Allegro
November ’16
The Band Room
Volume 116, No. 11November, 2016
In 1980, I was playing in Joe Grimm’s band at the Coachlight Theater in Nanuet, New York, for a dinner theater production of “South Pacific.” Julius LaRosa was the star. One afternoon before the show, some of the musicians and actors were telling stories, and I told them a shaggy joke that I thought was appropriate to the show. Julius loved the story and insisted on telling it to the audience before the performance began. Here’s the story:
A guy following a religious calling joined a very strict monastery on a mountaintop in Colorado. All talking was prohibited, except each morning at dawn, when all the acolytes gathered together, faced the east and chanted “Morning.” The new member went along with this for several months, but one day he felt a little rebellious, and as the others were chanting “Morning,” he softly chanted, “Evening.” The head monk held up his hands for silence, surveyed the group severely, and intoned, “Someone chanted ‘Evening’!”

» REQUIRED ACTION: Quote the Band Room piece above in its entirety, word for word.

» INFORMATION SHOWN:

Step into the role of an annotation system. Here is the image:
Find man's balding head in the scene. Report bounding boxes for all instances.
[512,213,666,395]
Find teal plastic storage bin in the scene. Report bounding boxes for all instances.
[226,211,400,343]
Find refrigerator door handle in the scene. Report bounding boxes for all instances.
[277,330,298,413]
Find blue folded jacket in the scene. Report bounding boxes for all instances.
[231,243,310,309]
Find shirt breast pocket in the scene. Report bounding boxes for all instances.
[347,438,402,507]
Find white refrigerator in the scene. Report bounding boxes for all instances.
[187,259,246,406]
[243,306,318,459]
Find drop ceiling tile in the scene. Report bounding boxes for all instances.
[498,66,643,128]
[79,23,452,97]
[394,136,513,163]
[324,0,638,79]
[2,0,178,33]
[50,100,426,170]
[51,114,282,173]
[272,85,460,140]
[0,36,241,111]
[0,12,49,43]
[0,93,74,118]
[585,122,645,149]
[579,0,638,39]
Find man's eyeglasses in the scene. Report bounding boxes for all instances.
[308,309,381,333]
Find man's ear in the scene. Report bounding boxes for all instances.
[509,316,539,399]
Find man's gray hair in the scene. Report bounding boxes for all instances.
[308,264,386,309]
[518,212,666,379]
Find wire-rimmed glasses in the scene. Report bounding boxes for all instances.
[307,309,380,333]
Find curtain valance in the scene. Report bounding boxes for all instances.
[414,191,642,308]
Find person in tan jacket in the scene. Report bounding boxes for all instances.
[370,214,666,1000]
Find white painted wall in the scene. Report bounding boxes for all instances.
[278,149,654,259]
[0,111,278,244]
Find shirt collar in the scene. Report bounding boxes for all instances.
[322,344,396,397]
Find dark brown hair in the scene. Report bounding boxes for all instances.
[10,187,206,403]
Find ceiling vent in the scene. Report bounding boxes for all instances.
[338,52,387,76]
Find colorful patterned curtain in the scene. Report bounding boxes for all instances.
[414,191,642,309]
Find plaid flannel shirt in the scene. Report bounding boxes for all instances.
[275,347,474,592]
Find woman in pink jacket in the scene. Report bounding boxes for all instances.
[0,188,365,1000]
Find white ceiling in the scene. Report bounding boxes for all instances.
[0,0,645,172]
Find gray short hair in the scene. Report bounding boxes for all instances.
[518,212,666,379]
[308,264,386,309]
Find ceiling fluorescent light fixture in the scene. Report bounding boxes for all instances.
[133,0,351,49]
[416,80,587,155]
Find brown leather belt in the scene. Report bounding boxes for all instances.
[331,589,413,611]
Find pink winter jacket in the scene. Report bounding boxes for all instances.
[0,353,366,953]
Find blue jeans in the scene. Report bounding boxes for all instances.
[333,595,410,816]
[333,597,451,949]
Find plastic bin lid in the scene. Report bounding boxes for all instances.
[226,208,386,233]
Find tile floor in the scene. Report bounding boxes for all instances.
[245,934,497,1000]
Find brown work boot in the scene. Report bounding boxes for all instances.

» OUTPUT BELOW:
Allegro
November ’16
The Band Room
Volume 116, No. 11November, 2016
In 1980, I was playing in Joe Grimm’s band at the Coachlight Theater in Nanuet, New York, for a dinner theater production of “South Pacific.” Julius LaRosa was the star. One afternoon before the show, some of the musicians and actors were telling stories, and I told them a shaggy joke that I thought was appropriate to the show. Julius loved the story and insisted on telling it to the audience before the performance began. Here’s the story:
A guy following a religious calling joined a very strict monastery on a mountaintop in Colorado. All talking was prohibited, except each morning at dawn, when all the acolytes gathered together, faced the east and chanted “Morning.” The new member went along with this for several months, but one day he felt a little rebellious, and as the others were chanting “Morning,” he softly chanted, “Evening.” The head monk held up his hands for silence, surveyed the group severely, and intoned, “Someone chanted ‘Evening’!”